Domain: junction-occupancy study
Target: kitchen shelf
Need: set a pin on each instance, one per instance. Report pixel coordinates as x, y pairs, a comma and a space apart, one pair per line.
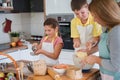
6, 8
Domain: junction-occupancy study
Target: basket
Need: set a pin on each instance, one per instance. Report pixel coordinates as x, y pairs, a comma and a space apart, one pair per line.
14, 62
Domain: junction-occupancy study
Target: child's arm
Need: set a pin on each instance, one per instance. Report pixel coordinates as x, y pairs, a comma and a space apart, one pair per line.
92, 43
76, 42
54, 55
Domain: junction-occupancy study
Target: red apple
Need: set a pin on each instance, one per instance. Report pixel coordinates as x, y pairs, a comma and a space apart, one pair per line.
13, 44
19, 43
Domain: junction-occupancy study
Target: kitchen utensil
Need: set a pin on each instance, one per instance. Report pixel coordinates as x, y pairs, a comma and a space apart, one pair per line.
21, 70
77, 63
30, 67
33, 49
59, 71
74, 73
14, 62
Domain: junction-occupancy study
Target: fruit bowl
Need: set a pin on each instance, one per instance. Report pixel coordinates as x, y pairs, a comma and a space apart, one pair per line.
59, 71
77, 58
60, 68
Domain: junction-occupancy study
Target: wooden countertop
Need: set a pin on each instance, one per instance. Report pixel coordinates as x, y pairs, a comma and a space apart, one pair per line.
13, 49
92, 75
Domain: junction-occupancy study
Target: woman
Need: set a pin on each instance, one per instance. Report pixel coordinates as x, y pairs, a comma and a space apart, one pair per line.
107, 13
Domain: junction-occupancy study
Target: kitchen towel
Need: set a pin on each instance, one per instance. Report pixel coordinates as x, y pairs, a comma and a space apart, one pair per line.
7, 25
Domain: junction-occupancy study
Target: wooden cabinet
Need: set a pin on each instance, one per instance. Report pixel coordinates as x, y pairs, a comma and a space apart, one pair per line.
66, 57
28, 5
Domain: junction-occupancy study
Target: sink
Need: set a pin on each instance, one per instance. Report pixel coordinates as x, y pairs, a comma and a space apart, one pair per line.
4, 46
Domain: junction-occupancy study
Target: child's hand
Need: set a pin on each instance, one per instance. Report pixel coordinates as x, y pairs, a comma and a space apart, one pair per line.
35, 44
76, 44
39, 51
89, 45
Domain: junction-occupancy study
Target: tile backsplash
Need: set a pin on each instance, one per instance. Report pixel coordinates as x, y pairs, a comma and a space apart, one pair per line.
30, 23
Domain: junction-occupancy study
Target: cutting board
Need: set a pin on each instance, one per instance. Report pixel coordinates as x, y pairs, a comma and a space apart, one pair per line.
46, 77
92, 75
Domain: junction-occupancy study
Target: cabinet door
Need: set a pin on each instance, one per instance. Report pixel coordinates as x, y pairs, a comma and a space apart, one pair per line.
21, 5
66, 57
37, 6
58, 6
25, 55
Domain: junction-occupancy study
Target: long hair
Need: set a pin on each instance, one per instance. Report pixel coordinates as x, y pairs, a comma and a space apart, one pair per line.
107, 10
77, 4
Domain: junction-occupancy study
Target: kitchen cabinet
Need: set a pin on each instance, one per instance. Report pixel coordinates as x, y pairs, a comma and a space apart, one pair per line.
6, 6
19, 55
28, 5
57, 6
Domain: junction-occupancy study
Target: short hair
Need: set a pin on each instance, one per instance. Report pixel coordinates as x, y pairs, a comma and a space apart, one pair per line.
77, 4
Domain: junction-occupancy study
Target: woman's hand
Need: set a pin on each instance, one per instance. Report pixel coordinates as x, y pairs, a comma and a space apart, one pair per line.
39, 51
92, 59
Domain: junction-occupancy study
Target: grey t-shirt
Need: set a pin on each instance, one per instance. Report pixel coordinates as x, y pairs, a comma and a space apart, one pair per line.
114, 46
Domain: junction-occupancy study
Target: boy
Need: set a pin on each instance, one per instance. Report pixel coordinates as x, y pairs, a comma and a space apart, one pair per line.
84, 30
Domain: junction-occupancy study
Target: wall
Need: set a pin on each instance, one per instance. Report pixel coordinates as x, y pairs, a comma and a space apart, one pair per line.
16, 25
57, 6
30, 23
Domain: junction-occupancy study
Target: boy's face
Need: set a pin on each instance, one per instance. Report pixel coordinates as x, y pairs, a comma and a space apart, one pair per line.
83, 13
49, 31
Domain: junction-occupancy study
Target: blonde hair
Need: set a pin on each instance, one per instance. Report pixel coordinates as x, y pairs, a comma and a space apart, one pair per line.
107, 10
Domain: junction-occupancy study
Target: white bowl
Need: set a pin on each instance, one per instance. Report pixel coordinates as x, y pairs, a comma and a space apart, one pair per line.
59, 71
77, 63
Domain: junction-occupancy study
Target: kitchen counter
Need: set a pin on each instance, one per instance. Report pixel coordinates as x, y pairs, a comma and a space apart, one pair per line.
92, 75
13, 49
33, 41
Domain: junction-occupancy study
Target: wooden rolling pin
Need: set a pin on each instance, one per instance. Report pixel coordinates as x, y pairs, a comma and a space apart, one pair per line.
53, 74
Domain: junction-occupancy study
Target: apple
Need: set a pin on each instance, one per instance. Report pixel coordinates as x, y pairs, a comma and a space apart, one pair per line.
13, 44
2, 75
19, 43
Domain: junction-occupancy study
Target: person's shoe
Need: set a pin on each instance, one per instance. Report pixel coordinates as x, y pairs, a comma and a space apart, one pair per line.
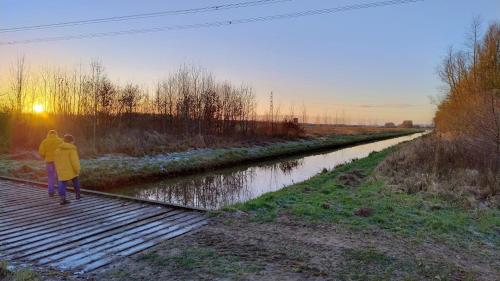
63, 200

───

Written request. Without including any pictures, output all the entries above exactly.

Exercise output.
Domain: junction-occupancy study
Target: kitchen shelf
Need: set a pin on each instance, one per instance. Report pixel coordinates as x, y pairs, a comma and a space apart, one pair per line.
6, 8
Domain: junction-occupancy study
Target: basket
Need: set a pin on each instance, one per instance. Report pixel coordinates as x, y pairs, a comma and a space apart, one pair per line.
14, 62
Domain: junction-occupancy study
Target: child's arm
Need: set a pin on each instance, one per instance. Report pixel coordinates as x, y pairs, a comma and a space apart, one pair per line.
92, 43
76, 42
54, 55
Domain: junction-occupancy study
Target: red apple
Need: set a pin on each instance, one per instance. Report pixel coordinates as x, y pairs, a comma and a space apart, one pair per line.
13, 44
19, 43
Domain: junction-occupancy study
Target: kitchen utensil
Need: set a pin on each instance, one per instance. Report pixel coordinates as x, y pairs, a comma and a space apart, one pair per line.
21, 70
77, 63
30, 67
33, 49
59, 71
74, 73
14, 62
Domain: junction-occupancy study
Target: fruit bowl
Need: set a pin on each instance, one per instance. Report pixel coordinates as x, y pairs, a comma and a space apart, one pair per line.
59, 71
77, 58
60, 68
Domain: junction-occupancy study
Target: wooden countertop
Need: set a pin on each instance, one per instance. Report pixel coordinates as x, y pairs, a comma and a space apart, one pair per line.
13, 49
92, 75
Domain: junction-occupancy study
Target: woman
Need: set a pin on each instance, one per instance. Report pixel coordinates as x, y pairs, a comma and a space apart, one pair per line.
107, 13
Domain: junction-occupancy study
Target: kitchen towel
Need: set a pin on each instance, one per instance. Report pixel coordinates as x, y pairs, a comma and a space apart, one pair per line.
7, 25
Domain: junction-occupancy study
Target: wooden cabinet
Need: set a pin on each instance, one per instance. Report pixel coordinates as x, y pairs, a comma and a space apart, one pair per line.
66, 57
28, 5
Domain: junction-occupancy study
Target: sink
Need: set a pin on each instance, one per instance. Report pixel coordinates as x, y pairs, a comma and a space apart, one pair per line.
4, 46
Domain: junction-occupancy study
Target: child's hand
Need: set a pin on each instance, one per instance. Report pixel coordinates as x, y pairs, a comma and a space apart, one pair per line.
35, 44
76, 44
39, 51
89, 45
Domain: junction-occupancy study
Target: tile backsplash
Need: set a pin on each instance, one per instance. Report pixel coordinates as x, y pairs, a comma and a space apart, one pair per line.
30, 23
Domain: junction-occupancy study
Target: cutting board
Need: set a pin on each instance, one per instance. Report pixel coordinates as x, y pairs, a comma and a space apart, one pair per line.
46, 77
92, 75
Domain: junction-occupancy study
Target: cabinet door
Need: set a pin on each instance, one per instance. Report pixel coordinates as x, y pairs, a comma and a space apart, one pair per line.
21, 5
66, 57
37, 6
58, 6
25, 55
Domain: junction-occupancy study
Target: long hair
Need: set a pin on each instance, one per instance. Report pixel coordinates as x, y pairs, a comma and a space apart, one pair per line.
107, 10
77, 4
Domain: junction-occupancy study
Target: kitchen cabinet
Need: set a pin on each instance, one per instance. Report pixel coordinates as x, y pairs, a comma and a space apart, one pair per line.
6, 6
19, 55
28, 5
57, 6
Domain: junction-occupancy study
Target: short hair
Need: set a pin on each instance, one per instance. Report pixel coordinates as x, y pairs, a comma and a space apart, one pair per line.
77, 4
Domain: junction-occupancy study
Target: woman's hand
Need: set a pin on each instance, one per instance. Report pixel coordinates as x, y pairs, a comma and a space apart, one pair per line.
39, 51
92, 59
Domain: junction-occupancy study
Target: grey t-shirt
Need: set a pin on each instance, one per instance. Report pixel coordinates as x, y pairs, a comma and a space apart, one pair per line.
114, 46
Domain: junction-occupancy study
Target: boy
Need: set a pin on each instance, one per instance. Report pixel coordinates as x, y pairs, a comma and a space apart, one pair per line.
84, 30
Domain: junction-occupancy study
Target: wall
Need: set a pin on each instance, one per instance. Report pixel coordinates as x, y pairs, a comma and a space apart, one pair per line.
16, 25
57, 6
30, 23
Domain: junction-occupancy study
Target: boy's face
Need: set a pin on each instance, one per instance. Report pixel coordinates as x, y pairs, a comma and a space apart, one pair per line.
83, 13
49, 31
Domain: junction-occupancy study
Target: blonde hair
Need: set a pin on each instance, one per instance. Report pixel coordinates as x, y pairs, a comma and a space apart, one pair per line.
107, 10
Domain: junction-occupancy study
Target: white bowl
Need: set a pin on each instance, one per instance. Report pixel coordinates as x, y pairs, a comma and a space apart, one pair per line.
59, 71
77, 63
Domain: junction-occupancy study
Target: kitchen counter
Need: set a pin on each instance, one per instance. Report pixel coordinates as x, y pairs, a comma and a space apart, one pair per line.
92, 75
13, 49
33, 41
Domain: junction-occupancy study
Target: wooden rolling pin
Need: set a pin on each instance, one per instance. Report pixel coordinates as x, y pairs, a comma and a space apart, one pair per line.
53, 74
Domain: junction-occupancy study
Target: apple
Need: set a pin on each instance, one per instance. Report pixel coordinates as x, y pairs, a comma and a space apart, one pair per line.
13, 44
2, 75
19, 43
Domain: junction-occupancy study
Target: person's shoe
Need: set a pin on each instance, one per instance. Report pixel coordinates as x, y pairs, a comma and a space apart, one pair per line.
63, 200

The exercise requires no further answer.